● The request: Could you carry on the biography of actor Kieran O'Brien from the point where it stops?

● Selected text:

Kieran O'Brien (born 1973) is an English actor.

Early life and education
Born in Oldham, Lancashire, O'Brien grew up in nearby Royton, and was educated at the Bishop Henshaw Roman Catholic Memorial High School in Rochdale.

Career
O'Brien began acting at an early age and was the star of BBC TV series Gruey by the time he was 15. He also featured in several other series at the time in one-off or recurring roles.

In 1993, he played the role of Joe Egerton and then Craig Lee in Coronation Street and then the role of Lee Jones in Children's Ward. In 1993 he also became a regular in the detective series Cracker, as the titular character's son.

In 1999, O'Brien appeared in his first feature film, Virtual Sexuality. In 2001 he played the role of Private Allen Vest in HBO's acclaimed series Band of Brothers where he played a prominent part in the episode 'The Last Patrol'. He also appeared in the 2002 film 24 Hour Party People. In 2003 he appeared in the Cooper Temple Clause music video "Promises, Promises" and can be seen saying he got 'laid' in the Millennium Dome in the making of the video.

Point placement records:

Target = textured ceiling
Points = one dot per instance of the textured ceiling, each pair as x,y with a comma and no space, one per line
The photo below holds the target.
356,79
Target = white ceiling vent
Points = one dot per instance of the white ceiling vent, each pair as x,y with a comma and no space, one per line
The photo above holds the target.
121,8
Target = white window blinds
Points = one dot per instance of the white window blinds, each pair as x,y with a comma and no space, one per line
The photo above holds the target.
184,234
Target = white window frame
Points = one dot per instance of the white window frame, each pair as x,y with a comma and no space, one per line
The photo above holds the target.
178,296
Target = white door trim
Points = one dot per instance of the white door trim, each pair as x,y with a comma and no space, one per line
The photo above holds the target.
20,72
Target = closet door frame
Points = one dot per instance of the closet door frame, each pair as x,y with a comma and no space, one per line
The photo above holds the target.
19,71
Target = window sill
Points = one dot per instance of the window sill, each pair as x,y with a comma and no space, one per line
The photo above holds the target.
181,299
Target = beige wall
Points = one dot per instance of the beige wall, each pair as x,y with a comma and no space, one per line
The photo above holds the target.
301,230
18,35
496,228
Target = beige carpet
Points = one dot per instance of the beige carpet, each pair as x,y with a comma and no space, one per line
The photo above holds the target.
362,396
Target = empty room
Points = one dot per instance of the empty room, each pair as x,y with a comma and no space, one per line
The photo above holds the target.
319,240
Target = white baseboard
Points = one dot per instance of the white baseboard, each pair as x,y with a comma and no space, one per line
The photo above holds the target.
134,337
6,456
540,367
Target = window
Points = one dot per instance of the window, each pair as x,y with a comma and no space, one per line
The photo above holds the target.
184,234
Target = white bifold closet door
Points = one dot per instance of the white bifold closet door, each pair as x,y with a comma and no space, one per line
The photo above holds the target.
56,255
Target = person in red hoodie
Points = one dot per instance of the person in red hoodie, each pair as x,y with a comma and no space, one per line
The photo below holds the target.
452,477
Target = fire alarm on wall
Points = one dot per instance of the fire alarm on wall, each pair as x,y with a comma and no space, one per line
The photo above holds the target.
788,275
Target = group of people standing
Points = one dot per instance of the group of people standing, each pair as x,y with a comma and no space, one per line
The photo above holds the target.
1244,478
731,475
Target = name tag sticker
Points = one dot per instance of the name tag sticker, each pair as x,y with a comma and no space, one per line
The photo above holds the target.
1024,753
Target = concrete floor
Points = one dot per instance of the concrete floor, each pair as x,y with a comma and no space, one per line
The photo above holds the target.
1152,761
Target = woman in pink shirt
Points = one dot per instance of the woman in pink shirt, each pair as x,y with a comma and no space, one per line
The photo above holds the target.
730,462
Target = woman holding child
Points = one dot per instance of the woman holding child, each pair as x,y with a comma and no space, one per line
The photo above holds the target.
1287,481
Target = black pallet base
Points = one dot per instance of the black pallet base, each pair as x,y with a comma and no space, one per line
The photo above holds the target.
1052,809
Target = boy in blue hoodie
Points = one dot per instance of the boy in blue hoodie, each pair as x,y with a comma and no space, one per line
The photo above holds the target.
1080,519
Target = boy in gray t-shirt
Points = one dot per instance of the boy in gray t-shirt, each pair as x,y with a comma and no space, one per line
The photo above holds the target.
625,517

● Result of this exercise:
In 2004, O'Brien appeared in the controversial film 9 Songs. According to The Guardian, 9 Songs was the most sexually explicit mainstream film to date, largely because it includes several scenes of real sexual acts between the two lead actors. His role is highly unusual in that he had unsimulated and very graphic sex with his co-star Margo Stilley, including genital fondling, female masturbation with and without a vibrator, penetrative vaginal sex, cunnilingus, footjob and fellatio. During a scene in which Stilley stimulates his penis with her hand after performing fellatio on him, he became the only mainstream British actor who has been shown ejaculating in a mainstream UK-produced feature.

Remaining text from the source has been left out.